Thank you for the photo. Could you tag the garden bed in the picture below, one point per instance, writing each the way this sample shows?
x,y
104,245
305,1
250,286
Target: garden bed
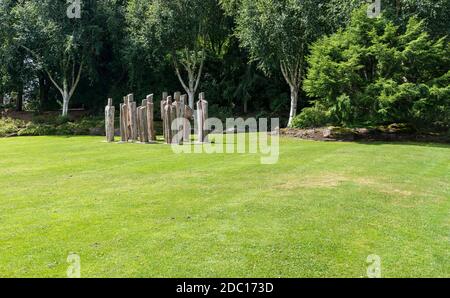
x,y
390,133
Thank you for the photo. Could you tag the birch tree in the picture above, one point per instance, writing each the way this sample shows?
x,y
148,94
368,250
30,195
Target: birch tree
x,y
277,34
57,44
174,30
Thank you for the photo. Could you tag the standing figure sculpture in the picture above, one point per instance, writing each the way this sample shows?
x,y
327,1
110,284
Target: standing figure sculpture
x,y
109,121
202,116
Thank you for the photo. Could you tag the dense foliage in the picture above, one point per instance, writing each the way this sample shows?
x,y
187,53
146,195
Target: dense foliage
x,y
375,73
250,57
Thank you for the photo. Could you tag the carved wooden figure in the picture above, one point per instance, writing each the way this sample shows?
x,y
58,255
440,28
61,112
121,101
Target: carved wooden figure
x,y
109,121
150,121
133,118
163,104
202,116
124,126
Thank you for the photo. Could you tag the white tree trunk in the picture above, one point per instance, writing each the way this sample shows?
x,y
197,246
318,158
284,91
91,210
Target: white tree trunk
x,y
66,99
294,103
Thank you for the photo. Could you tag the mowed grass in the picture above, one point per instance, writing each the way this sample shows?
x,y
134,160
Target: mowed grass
x,y
134,210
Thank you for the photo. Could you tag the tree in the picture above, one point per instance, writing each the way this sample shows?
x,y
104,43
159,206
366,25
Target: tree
x,y
375,72
58,45
175,30
277,34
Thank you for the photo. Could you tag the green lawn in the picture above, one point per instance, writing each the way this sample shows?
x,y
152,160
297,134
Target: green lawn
x,y
141,211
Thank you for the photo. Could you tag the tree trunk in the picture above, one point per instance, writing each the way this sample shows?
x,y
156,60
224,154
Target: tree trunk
x,y
44,88
19,99
191,96
294,102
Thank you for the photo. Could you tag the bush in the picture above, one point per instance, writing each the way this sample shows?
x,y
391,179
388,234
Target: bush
x,y
311,117
376,73
9,127
53,126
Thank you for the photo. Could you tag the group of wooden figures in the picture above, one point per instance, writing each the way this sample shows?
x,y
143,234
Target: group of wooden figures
x,y
137,123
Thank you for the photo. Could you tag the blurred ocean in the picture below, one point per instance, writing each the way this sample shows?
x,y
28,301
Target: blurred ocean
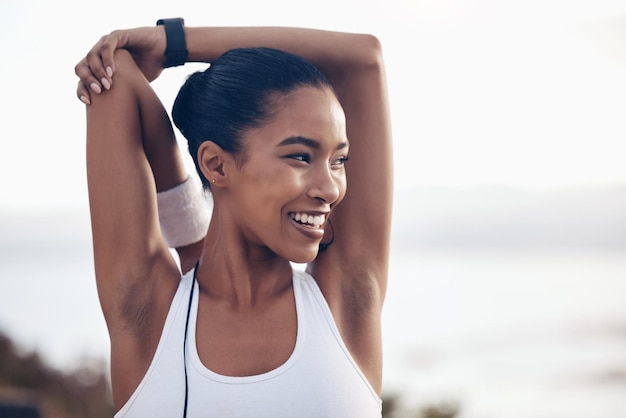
x,y
509,306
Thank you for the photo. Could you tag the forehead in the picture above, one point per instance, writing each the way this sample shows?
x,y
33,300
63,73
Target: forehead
x,y
306,112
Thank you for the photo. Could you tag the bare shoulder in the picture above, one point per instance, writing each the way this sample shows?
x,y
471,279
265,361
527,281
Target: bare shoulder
x,y
355,297
136,325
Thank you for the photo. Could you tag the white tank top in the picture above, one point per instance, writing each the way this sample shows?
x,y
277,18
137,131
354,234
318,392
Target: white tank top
x,y
320,378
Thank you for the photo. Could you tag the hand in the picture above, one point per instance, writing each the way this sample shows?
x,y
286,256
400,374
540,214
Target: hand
x,y
96,70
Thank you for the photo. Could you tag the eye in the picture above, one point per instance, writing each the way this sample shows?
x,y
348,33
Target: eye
x,y
303,157
341,161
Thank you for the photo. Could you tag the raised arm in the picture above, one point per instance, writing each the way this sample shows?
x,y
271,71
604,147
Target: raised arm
x,y
354,65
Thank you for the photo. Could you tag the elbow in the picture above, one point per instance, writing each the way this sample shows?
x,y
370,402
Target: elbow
x,y
369,52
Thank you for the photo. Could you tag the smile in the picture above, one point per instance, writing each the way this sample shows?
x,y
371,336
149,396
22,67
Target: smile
x,y
310,220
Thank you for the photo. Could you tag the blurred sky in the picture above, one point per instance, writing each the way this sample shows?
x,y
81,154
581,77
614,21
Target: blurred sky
x,y
525,93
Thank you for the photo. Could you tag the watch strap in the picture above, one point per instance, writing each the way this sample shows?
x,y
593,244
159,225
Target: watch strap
x,y
176,46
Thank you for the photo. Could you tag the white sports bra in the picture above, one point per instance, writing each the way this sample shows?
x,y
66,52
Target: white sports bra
x,y
320,378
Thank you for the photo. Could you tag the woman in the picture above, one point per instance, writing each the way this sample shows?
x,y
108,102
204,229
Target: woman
x,y
242,334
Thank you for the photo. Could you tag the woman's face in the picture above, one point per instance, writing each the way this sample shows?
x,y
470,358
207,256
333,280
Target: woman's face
x,y
293,175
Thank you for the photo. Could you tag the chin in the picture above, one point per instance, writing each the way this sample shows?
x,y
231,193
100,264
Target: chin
x,y
303,257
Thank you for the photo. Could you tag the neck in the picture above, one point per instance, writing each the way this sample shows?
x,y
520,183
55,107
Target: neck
x,y
238,273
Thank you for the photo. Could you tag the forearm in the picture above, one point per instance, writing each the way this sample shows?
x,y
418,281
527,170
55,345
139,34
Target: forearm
x,y
334,53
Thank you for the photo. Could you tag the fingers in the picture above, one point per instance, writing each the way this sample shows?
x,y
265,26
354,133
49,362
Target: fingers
x,y
97,68
83,94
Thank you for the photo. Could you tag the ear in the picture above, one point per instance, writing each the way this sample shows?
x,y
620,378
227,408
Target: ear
x,y
211,159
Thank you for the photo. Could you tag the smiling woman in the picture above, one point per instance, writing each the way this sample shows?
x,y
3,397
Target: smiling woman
x,y
241,333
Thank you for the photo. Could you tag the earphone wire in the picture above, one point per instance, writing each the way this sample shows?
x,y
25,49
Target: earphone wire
x,y
193,283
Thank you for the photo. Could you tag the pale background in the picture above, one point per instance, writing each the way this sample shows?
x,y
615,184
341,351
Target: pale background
x,y
509,251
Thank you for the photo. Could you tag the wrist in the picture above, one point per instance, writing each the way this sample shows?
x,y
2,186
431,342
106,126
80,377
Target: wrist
x,y
176,45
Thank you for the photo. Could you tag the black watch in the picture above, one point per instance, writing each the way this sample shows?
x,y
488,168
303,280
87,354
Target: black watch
x,y
176,47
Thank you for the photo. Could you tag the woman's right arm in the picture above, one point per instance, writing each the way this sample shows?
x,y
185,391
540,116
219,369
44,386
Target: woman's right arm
x,y
135,274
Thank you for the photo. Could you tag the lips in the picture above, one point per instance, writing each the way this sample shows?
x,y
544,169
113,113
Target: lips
x,y
311,220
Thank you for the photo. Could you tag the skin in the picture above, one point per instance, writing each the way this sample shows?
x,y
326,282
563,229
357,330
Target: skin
x,y
294,164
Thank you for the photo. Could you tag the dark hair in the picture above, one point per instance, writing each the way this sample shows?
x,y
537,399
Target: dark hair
x,y
240,90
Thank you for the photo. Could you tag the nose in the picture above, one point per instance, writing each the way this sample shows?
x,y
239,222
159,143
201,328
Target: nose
x,y
327,185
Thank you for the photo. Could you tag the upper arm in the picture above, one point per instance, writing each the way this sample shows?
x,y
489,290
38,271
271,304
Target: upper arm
x,y
129,252
361,222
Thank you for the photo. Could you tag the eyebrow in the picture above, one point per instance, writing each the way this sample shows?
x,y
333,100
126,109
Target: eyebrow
x,y
311,143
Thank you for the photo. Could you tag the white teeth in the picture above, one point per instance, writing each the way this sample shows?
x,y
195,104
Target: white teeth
x,y
316,221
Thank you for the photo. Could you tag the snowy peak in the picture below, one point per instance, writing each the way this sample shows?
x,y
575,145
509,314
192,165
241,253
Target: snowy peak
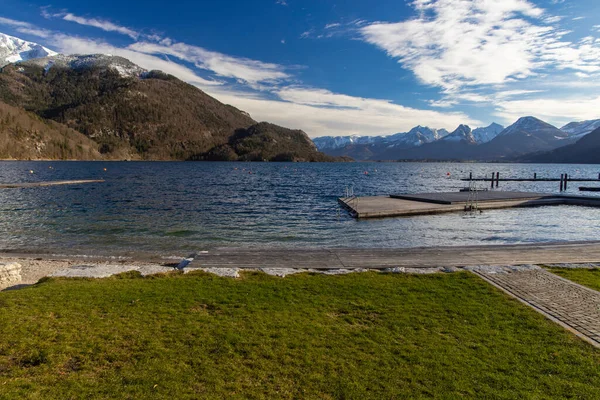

-------

▶ **Instructions to follow**: Reproduce everything from the line containing "Thank you for the photo. Could you tag the snowy" down to the end of the listing, word for word, with both ends included. Leave the pictures out of your answer.

▶ **Task output**:
Thank you for the photo. Could you tag the snowy peak in the picture below, one point per instance, writing each the way this sample shows?
x,y
575,145
509,314
192,165
241,253
Target: snowy peak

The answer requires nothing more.